> **Description of the task**
Begin at the line that contains "the bikini, place" and stop at the end of the records. Rewrite every line in that span, multiplying each answer coordinate by 0.7 and rounding it to a whole number (halves round up), and leave the sample points in the format lines unchanged.

::: Provided records

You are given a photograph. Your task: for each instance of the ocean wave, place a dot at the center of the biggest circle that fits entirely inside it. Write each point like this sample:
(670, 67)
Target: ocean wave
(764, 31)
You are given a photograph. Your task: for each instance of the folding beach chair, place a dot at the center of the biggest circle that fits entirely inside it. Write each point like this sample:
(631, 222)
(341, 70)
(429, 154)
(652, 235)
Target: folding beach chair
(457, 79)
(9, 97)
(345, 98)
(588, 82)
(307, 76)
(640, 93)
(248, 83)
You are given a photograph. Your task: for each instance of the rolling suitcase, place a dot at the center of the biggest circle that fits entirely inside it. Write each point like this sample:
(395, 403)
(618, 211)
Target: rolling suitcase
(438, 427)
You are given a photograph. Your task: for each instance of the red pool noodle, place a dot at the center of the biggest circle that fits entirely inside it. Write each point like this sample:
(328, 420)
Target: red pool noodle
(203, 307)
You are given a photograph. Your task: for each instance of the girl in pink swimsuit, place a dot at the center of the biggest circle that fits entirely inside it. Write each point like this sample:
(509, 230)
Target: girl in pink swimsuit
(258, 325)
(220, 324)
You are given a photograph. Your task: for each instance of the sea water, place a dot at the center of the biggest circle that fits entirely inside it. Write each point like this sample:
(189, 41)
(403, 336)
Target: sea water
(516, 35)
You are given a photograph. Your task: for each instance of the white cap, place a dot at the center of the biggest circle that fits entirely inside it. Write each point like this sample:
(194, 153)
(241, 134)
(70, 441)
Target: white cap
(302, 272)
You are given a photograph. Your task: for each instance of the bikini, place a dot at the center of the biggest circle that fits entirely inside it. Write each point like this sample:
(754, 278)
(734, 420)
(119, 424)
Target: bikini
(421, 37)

::::::

> **Solution**
You are given a photograph. Your task: for each instance of the bikini, place a dot at the center of the biggest circle that fits entirely inside it. Write each point like this sample:
(754, 278)
(734, 420)
(119, 424)
Target: bikini
(295, 26)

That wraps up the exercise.